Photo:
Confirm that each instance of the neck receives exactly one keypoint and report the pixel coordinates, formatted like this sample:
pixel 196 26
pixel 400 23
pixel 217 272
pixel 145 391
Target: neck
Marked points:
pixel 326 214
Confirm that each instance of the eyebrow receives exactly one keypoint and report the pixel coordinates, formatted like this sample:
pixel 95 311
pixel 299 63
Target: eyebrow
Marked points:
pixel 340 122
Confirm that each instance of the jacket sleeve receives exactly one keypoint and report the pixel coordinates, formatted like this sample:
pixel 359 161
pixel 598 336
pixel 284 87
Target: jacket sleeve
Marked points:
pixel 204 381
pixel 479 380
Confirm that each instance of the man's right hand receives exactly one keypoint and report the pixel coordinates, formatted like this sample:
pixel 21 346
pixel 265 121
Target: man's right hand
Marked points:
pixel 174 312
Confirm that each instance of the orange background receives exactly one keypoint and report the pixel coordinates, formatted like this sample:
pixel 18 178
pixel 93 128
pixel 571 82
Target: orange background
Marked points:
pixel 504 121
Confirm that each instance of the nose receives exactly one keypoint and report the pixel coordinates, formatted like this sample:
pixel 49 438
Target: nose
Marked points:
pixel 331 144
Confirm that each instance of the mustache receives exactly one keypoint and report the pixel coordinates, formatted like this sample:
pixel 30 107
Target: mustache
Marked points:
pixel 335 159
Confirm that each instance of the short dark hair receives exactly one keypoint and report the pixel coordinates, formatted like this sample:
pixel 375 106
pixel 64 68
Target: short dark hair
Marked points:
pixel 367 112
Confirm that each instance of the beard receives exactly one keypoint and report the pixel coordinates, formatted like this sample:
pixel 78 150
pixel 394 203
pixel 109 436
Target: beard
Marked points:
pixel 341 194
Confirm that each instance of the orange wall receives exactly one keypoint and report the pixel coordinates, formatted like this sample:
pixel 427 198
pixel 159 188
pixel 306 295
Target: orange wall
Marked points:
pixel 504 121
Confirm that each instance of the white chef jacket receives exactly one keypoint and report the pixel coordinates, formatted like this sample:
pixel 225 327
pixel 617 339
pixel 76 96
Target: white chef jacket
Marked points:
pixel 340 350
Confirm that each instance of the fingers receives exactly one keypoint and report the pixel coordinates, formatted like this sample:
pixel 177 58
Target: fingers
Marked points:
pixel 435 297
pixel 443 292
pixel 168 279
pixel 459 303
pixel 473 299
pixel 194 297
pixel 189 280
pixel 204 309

▬▬▬

» EXERCISE PROMPT
Where a line of the data includes the string "hair", list that line.

» TASK RESULT
Confirm that each instance of the short dark hair receives exactly one keypoint and report the pixel coordinates, formatted like this sample:
Target: short dark hair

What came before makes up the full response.